## EXERCISE DESCRIPTION
Return every line of the entries that includes the word "target".

## SUPPLIED MATERIAL

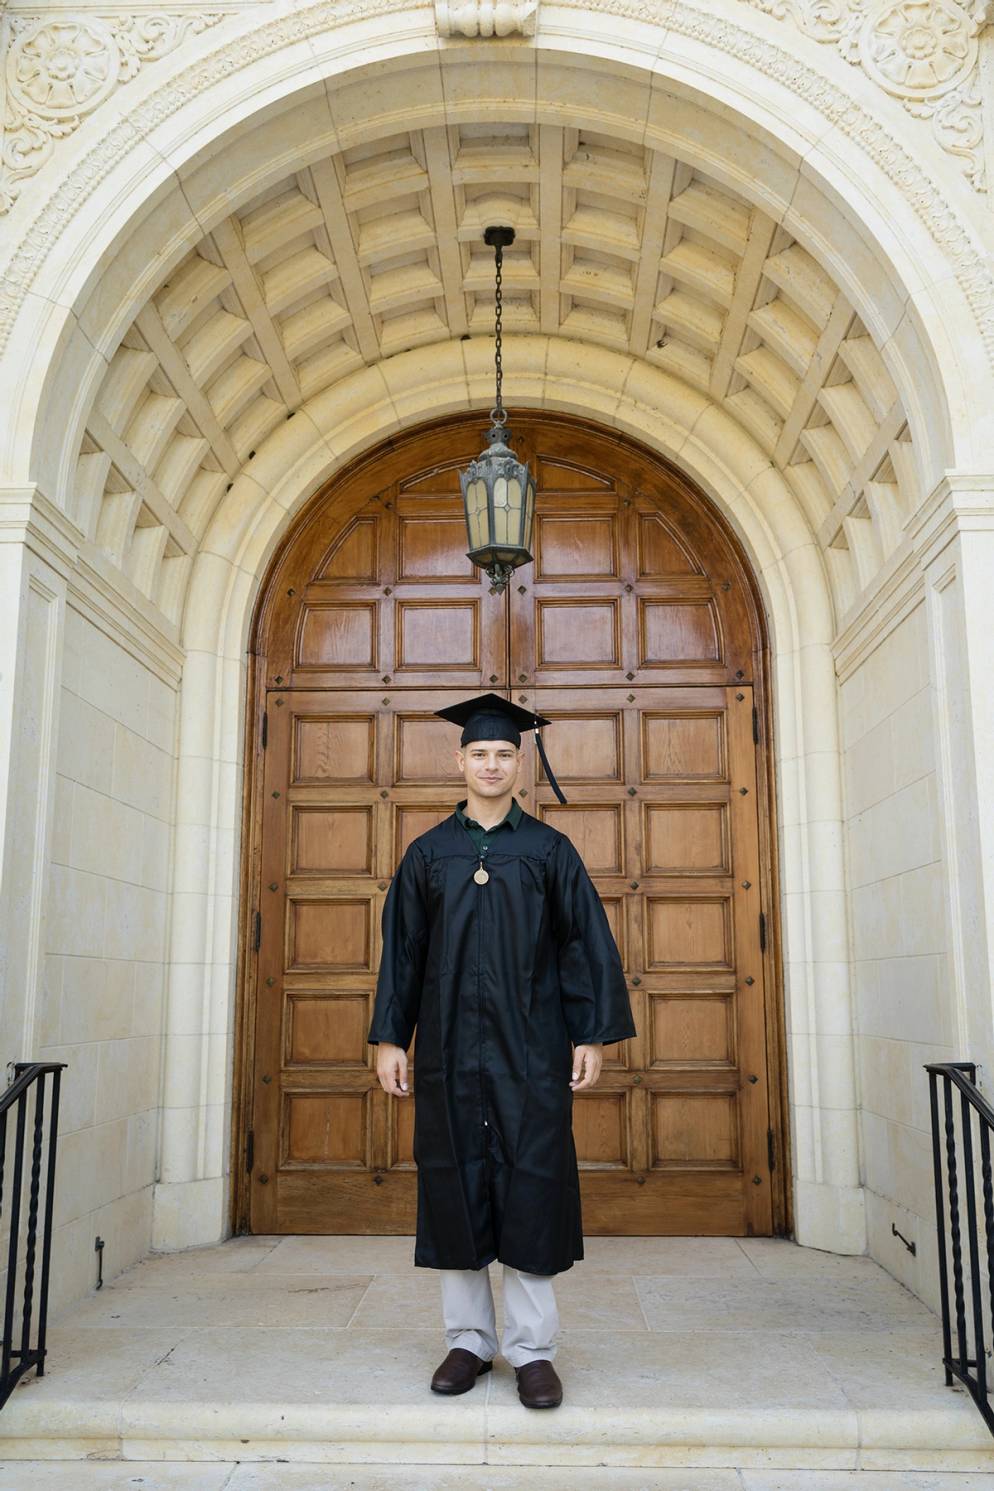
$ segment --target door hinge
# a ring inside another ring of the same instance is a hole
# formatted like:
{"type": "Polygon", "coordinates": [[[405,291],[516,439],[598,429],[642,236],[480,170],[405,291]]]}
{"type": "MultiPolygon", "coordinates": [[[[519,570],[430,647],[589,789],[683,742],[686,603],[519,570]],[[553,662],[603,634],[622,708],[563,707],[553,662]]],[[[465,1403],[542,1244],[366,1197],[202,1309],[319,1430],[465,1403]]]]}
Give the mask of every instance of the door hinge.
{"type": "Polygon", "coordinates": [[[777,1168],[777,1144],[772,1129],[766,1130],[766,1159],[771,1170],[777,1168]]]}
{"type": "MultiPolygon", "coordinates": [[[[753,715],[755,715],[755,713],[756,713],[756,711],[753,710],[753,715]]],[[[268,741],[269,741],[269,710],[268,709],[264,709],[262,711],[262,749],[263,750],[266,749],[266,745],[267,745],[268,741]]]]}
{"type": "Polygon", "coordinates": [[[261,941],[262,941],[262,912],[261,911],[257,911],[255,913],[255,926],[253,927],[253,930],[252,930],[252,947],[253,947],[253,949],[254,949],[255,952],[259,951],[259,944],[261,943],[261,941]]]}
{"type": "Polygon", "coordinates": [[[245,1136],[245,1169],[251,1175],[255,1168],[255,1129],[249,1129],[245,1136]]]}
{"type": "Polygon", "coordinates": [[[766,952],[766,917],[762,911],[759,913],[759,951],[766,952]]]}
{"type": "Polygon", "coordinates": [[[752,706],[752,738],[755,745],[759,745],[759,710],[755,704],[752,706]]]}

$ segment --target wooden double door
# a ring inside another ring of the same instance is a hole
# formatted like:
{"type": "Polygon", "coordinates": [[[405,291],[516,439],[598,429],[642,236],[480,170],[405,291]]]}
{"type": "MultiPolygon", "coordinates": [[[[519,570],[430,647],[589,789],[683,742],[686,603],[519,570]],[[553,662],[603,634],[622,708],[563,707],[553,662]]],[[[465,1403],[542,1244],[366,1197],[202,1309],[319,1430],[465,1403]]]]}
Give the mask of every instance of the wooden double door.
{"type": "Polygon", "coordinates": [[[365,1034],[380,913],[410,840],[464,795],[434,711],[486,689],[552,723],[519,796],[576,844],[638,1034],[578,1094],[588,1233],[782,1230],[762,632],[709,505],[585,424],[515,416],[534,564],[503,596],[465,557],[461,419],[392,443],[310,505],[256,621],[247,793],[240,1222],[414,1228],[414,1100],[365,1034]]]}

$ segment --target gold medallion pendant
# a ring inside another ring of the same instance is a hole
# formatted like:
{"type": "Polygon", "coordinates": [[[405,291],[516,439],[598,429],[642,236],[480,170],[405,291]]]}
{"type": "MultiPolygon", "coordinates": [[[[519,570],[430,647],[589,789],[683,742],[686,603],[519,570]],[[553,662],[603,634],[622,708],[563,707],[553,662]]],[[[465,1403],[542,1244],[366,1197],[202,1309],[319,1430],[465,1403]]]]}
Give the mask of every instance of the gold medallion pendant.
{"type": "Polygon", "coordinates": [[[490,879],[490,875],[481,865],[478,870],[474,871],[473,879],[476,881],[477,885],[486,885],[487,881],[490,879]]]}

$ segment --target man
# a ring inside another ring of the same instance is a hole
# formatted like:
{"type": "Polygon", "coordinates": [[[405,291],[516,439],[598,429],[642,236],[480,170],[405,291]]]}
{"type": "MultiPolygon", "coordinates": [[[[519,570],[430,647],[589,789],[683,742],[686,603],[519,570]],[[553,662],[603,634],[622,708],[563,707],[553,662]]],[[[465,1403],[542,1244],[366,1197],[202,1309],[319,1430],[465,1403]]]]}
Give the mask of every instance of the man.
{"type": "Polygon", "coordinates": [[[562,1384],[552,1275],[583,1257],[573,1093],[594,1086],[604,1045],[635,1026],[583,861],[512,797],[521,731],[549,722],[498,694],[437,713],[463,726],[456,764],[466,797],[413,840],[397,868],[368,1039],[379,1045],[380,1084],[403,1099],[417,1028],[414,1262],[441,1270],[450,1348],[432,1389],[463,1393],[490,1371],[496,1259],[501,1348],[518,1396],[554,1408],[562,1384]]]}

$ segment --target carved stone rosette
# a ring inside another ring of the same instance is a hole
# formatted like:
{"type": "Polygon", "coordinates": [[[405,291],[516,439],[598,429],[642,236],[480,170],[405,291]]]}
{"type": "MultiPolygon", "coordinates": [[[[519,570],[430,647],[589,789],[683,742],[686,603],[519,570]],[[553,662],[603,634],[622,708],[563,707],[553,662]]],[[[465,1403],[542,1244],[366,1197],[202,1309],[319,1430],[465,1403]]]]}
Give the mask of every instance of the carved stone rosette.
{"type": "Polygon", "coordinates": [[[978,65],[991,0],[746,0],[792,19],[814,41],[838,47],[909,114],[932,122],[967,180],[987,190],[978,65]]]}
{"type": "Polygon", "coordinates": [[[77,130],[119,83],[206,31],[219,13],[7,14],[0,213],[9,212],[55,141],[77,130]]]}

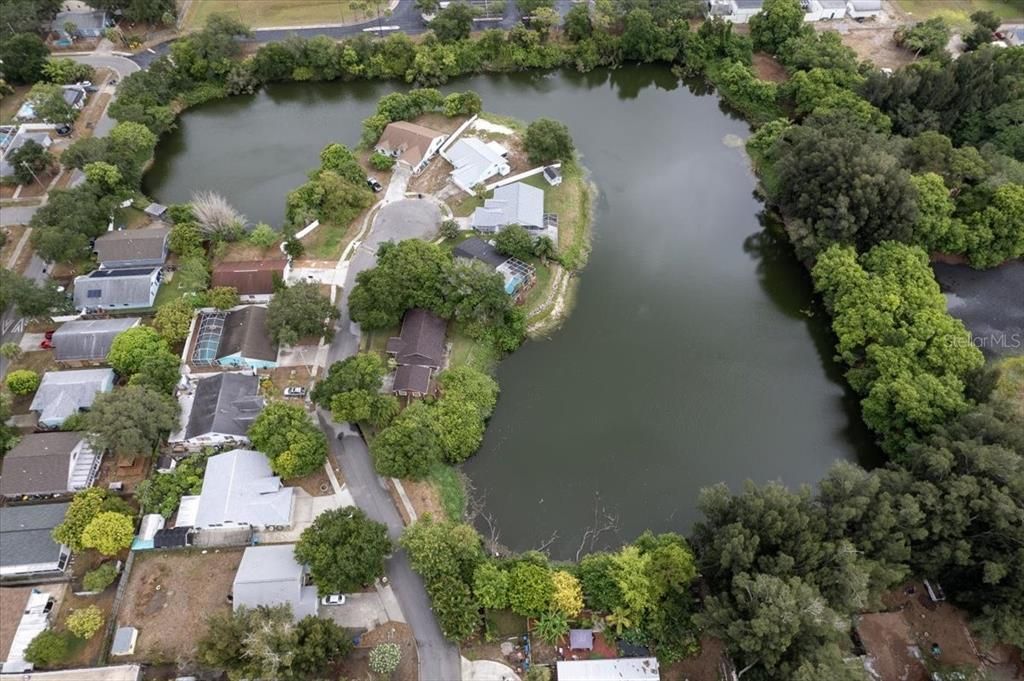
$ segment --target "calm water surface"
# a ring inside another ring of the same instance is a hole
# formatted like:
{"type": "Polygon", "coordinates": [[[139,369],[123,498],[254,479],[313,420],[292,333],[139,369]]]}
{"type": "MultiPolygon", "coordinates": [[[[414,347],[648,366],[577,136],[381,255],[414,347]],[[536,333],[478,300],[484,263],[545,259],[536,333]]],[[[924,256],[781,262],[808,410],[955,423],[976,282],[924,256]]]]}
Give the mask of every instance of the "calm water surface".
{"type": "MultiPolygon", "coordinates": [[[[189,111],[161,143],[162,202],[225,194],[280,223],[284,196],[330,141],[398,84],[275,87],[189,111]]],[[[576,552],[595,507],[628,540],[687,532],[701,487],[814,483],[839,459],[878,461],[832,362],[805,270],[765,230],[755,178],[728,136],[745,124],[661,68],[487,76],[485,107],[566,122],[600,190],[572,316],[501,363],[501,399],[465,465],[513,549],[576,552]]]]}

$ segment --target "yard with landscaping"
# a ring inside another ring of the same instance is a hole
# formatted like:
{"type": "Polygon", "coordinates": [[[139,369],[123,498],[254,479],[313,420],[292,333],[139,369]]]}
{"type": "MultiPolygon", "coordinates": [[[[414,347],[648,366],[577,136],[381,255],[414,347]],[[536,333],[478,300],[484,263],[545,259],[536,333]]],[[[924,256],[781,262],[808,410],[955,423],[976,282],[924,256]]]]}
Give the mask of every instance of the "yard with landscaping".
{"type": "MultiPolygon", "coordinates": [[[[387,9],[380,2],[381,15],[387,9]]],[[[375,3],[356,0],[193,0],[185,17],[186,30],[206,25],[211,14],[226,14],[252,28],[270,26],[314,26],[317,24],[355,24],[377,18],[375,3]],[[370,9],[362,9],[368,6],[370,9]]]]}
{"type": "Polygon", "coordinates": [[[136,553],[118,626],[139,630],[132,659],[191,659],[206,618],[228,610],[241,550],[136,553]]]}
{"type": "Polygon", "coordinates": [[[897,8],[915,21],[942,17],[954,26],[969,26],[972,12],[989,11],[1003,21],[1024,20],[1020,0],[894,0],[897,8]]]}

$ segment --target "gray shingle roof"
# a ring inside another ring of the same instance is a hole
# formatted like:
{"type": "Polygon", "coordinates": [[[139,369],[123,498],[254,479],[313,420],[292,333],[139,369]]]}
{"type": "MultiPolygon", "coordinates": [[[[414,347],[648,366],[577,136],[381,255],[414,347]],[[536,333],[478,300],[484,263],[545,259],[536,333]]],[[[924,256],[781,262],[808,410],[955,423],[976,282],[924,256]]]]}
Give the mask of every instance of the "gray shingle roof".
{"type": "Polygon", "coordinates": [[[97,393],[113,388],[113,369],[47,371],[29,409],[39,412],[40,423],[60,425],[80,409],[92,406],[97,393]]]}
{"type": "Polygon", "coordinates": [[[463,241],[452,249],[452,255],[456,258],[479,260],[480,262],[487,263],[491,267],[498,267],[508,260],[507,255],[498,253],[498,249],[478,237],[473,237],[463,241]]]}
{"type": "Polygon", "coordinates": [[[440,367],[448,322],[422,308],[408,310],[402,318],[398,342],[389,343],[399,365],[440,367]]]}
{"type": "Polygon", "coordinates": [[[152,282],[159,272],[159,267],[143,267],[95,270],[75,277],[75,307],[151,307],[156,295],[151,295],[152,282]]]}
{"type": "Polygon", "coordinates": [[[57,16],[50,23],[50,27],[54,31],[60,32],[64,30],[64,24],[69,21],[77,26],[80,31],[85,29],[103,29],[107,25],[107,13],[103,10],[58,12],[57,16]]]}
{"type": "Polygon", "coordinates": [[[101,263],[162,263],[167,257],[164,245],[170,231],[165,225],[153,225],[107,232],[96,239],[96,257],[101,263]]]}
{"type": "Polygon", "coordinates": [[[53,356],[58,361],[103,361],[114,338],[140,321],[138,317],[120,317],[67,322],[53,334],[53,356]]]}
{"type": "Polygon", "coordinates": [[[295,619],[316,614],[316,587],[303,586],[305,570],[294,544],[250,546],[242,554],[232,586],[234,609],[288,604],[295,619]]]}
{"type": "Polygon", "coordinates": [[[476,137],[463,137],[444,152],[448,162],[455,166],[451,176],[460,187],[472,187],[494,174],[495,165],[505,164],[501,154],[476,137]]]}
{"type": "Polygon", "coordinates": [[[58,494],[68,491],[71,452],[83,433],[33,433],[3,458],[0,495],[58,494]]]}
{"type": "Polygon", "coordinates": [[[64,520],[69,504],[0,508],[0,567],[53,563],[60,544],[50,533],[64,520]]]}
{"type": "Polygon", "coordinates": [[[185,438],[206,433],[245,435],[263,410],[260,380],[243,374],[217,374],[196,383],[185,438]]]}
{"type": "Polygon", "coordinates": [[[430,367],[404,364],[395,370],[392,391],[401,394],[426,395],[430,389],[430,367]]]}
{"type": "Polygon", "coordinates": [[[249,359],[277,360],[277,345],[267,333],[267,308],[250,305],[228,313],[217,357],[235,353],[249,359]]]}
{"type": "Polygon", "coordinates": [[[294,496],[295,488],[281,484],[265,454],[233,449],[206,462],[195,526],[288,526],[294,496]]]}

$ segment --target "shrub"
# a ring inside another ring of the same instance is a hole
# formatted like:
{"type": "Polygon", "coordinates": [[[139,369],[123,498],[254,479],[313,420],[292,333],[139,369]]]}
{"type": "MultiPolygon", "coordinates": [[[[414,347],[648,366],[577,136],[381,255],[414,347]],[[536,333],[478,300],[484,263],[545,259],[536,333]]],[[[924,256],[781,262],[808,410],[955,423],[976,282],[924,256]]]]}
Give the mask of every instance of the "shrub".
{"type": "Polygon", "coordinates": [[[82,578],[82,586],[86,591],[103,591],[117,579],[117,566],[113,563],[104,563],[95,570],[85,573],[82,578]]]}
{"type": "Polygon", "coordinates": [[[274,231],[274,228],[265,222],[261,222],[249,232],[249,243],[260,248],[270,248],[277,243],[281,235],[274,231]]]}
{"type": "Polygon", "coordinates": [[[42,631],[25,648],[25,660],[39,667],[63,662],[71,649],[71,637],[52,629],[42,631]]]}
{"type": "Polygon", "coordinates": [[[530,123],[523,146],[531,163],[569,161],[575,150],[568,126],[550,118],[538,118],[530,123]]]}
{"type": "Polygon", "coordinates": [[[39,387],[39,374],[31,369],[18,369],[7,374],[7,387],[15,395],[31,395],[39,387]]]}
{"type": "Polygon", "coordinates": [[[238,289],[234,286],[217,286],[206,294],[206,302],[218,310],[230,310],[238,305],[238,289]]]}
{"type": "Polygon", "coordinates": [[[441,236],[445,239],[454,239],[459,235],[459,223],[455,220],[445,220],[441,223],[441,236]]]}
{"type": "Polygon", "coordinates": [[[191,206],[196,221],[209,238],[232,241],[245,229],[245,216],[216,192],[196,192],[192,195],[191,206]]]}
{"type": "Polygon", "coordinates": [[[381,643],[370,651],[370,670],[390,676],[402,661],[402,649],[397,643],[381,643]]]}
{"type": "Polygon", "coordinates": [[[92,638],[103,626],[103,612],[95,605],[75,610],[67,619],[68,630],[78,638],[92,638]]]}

## SOLUTION TO THE EXERCISE
$ segment --target door hinge
$ segment --target wooden double door
$ segment --target gold medallion pendant
$ segment --target man
$ segment --target carved stone rosette
$ segment --target "calm water surface"
$ segment --target "yard with landscaping"
$ segment --target "gray shingle roof"
$ segment --target "shrub"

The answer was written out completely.